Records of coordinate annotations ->
====================
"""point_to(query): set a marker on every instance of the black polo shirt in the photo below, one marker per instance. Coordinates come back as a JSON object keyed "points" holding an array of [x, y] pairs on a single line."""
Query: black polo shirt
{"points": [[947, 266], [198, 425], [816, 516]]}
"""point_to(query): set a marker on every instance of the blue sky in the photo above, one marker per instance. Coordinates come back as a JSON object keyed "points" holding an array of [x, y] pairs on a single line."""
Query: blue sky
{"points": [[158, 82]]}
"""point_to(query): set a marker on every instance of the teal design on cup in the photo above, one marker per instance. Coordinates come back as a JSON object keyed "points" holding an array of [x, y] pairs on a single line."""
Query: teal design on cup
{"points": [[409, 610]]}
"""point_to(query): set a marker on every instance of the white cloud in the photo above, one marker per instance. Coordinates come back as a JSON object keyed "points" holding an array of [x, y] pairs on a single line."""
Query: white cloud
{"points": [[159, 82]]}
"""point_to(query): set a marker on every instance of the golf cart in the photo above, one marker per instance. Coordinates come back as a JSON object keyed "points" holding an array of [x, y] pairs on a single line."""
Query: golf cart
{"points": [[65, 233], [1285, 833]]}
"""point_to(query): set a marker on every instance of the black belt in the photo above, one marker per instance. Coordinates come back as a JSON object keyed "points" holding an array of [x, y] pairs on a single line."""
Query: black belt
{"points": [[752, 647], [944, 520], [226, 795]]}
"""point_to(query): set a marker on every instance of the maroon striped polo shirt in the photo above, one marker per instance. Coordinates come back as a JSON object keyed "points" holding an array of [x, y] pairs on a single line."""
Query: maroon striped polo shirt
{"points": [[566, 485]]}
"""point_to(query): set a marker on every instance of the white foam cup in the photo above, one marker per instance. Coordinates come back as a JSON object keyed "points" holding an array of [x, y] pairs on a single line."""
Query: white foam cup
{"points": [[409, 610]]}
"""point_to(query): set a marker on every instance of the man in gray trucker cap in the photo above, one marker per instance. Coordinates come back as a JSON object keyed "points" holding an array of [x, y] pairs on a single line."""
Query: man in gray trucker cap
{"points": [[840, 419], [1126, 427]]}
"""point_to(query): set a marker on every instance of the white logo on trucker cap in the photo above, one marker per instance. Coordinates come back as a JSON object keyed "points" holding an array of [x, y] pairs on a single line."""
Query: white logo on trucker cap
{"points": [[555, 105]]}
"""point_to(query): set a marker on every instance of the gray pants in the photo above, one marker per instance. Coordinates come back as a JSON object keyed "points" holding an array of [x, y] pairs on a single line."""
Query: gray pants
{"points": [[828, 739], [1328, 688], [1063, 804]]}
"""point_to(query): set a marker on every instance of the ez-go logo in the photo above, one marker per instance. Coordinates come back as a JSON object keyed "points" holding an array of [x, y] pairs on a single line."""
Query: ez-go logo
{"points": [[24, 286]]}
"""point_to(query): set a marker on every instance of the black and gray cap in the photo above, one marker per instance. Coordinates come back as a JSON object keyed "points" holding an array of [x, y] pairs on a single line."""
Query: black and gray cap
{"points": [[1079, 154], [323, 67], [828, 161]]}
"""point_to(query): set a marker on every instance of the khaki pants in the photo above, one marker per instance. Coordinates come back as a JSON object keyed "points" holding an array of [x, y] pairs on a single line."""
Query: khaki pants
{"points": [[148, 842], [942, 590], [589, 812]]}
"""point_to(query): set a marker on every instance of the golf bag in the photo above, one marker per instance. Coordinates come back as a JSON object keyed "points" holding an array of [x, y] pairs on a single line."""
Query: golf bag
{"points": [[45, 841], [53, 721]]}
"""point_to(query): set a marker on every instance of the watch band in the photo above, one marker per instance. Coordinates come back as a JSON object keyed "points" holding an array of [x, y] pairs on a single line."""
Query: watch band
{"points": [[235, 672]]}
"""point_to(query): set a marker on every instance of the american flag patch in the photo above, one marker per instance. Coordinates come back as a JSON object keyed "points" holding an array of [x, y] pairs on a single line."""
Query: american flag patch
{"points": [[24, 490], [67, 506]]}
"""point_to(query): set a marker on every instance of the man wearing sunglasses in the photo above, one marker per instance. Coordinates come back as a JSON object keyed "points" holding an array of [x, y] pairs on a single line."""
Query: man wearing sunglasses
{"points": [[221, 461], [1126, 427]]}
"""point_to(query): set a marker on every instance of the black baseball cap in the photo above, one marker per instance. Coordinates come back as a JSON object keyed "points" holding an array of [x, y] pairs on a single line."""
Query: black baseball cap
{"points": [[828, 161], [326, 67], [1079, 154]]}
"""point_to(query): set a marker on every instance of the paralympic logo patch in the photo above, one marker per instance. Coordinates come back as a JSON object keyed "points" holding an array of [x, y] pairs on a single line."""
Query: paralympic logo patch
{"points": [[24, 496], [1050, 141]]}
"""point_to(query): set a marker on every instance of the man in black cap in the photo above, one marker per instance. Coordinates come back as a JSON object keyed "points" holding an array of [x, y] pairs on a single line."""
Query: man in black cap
====================
STATED PROBLEM ->
Reproduce every one of the lines above word for word, without any alteration.

REPLY ->
"""point_to(query): set a marker on every instance of the black polo shirt in the photo below, one marker per instance. Coordinates come back as a JSON object keyed "points" holding an array of [x, y] pairs on a single line."""
Query: black polo shirt
{"points": [[947, 266], [198, 425], [816, 516]]}
"""point_to(query): set a marker on every instance of the blue sky in the photo above, one marker per instance. Coordinates come back as a JSON object keyed "points" holding an array of [x, y] pairs on a single line."""
Query: blue sky
{"points": [[158, 82]]}
"""point_to(query): set a marker on every instance of the teal design on cup in the photo above, one marker per instance. Coordinates come back as a JSON object keyed "points" holding an array of [x, y] pairs on a single line."""
Query: teal design on cup
{"points": [[409, 610]]}
"""point_to(query): set a marker on every instance of the white cloud in the photo above, one marker per instance. Coordinates come back as a JSON object keyed "points" holding an array of [x, y] pairs on a single line."""
Query: white cloud
{"points": [[159, 82]]}
"""point_to(query): set a marker on every instance of the golf cart in the photo above, one marker per instance. Coordinates come back as a JSON object keyed "points" holding an array of [x, y] pairs on a single line."""
Query: golf cart
{"points": [[65, 233], [1285, 833]]}
"""point_to(query): set a marker on every instance of the black belt in the photo above, one marker per instance. Coordinates come back as a JSON object keyed "points" holding an array of [x, y] pairs on a single line."""
Query: black belt
{"points": [[752, 647], [944, 520], [226, 795]]}
"""point_to(query): set a marker on every instance of the maroon striped polo shirt in the photo above, one marker per instance. Coordinates come back as a JSON object keyed "points" holding an array of [x, y] pairs on a single line."""
Query: maroon striped polo shirt
{"points": [[566, 485]]}
"""point_to(query): set a marker on every instance of the white foam cup in the photo above, one marker per instance. Coordinates come back as a JSON object keyed "points" holding an array of [x, y] pairs on a single line."""
Query: white foam cup
{"points": [[409, 610]]}
"""point_to(query): set a marker on every instance of the man in gray trucker cap in the photo above, one marker per instance. Coordinates come back as a JSON object keyed "points" holding an array of [x, y] pairs on a single line."""
Query: man in gray trucker cap
{"points": [[840, 419], [1126, 427]]}
"""point_to(query): set a marker on every instance of the white logo on trucker cap in the photo above, one marker per instance. Coordinates come back as a JSON object keyed "points" holding an array of [x, y] pairs on a single line."""
Query: white logo on trucker cap
{"points": [[555, 105]]}
"""point_to(query): set a marker on every instance of the gray pants in the photo above, one marker per instance. Coordinates come back as a JSON object keyed "points" holding an array of [x, y] pairs on a single line."""
Query: gray pants
{"points": [[828, 739], [1328, 688], [1063, 804]]}
"""point_to(query): set a marker on every instance of the ez-go logo in the photo above, one marker per instance. Coordinates come back as a JSON object keyed "points" holding an array of [x, y] pairs on a single line."""
Query: ez-go logo
{"points": [[24, 286]]}
"""point_to(query): set a marker on every instance of the black and gray cap in the photo above, one marker per instance. Coordinates come back as a JSON object keyed "points" holding an array of [x, y] pairs on a single line."""
Query: black and gray cap
{"points": [[1079, 154], [323, 67], [828, 161]]}
"""point_to(query): set a marker on every instance of the khaki pants in the photo above, one marker per instance. Coordinates come back as a JSON object keyed "points" holding an array of [x, y] pairs on a single line."""
Query: khaki pants
{"points": [[148, 842], [942, 590], [589, 812]]}
"""point_to(query): set a marker on every instance of the golf bag in the photo above, one marker per instance. Coordinates come back as a JSON object keyed "points" holding an array of [x, y] pairs on a single line."""
Query: golf bag
{"points": [[45, 841], [53, 721]]}
"""point_to(query): set a marker on every instance of the watch band in the photo above, one marker per instance. Coordinates come back as a JSON object keyed "points" holding an array of [x, y] pairs on a single line."""
Query: watch band
{"points": [[235, 672]]}
"""point_to(query): set a marker on every instance of the american flag patch in the photo above, one marker per instance. Coordinates come back as a JSON object keyed "points" holding an array of [x, y] pairs on a single line."""
Query: american flag patch
{"points": [[24, 490], [67, 506]]}
"""point_to(query): set a marker on every instance of the man wearing sunglasses in the photo above, one marker per instance. Coordinates come back as a JSON object keyed "points" holding an array of [x, y] pairs on a single line."""
Query: man wearing sunglasses
{"points": [[221, 461], [1126, 427]]}
"""point_to(query): set a marker on every instance of the black baseball cap in the photo above, one marker per instance. Coordinates come back as a JSON object keyed "points" holding an array of [x, y] pairs on a single line."""
Query: black baseball cap
{"points": [[828, 161], [326, 67], [1079, 154]]}
"""point_to(query): set a marker on every instance of the paralympic logo patch in the photo above, one marker per instance. Coordinates come back as a JSON object keyed "points" holding an array of [x, y] pairs on a single line."""
Query: paralympic logo patch
{"points": [[24, 496], [1050, 141]]}
"""point_to(query): set a marker on every instance of the man in black cap in the photo above, one marker per instance. Coordinates come back as a JSON object keyed "points" holding an array of [x, y] pairs on a single line."""
Query: man in black cap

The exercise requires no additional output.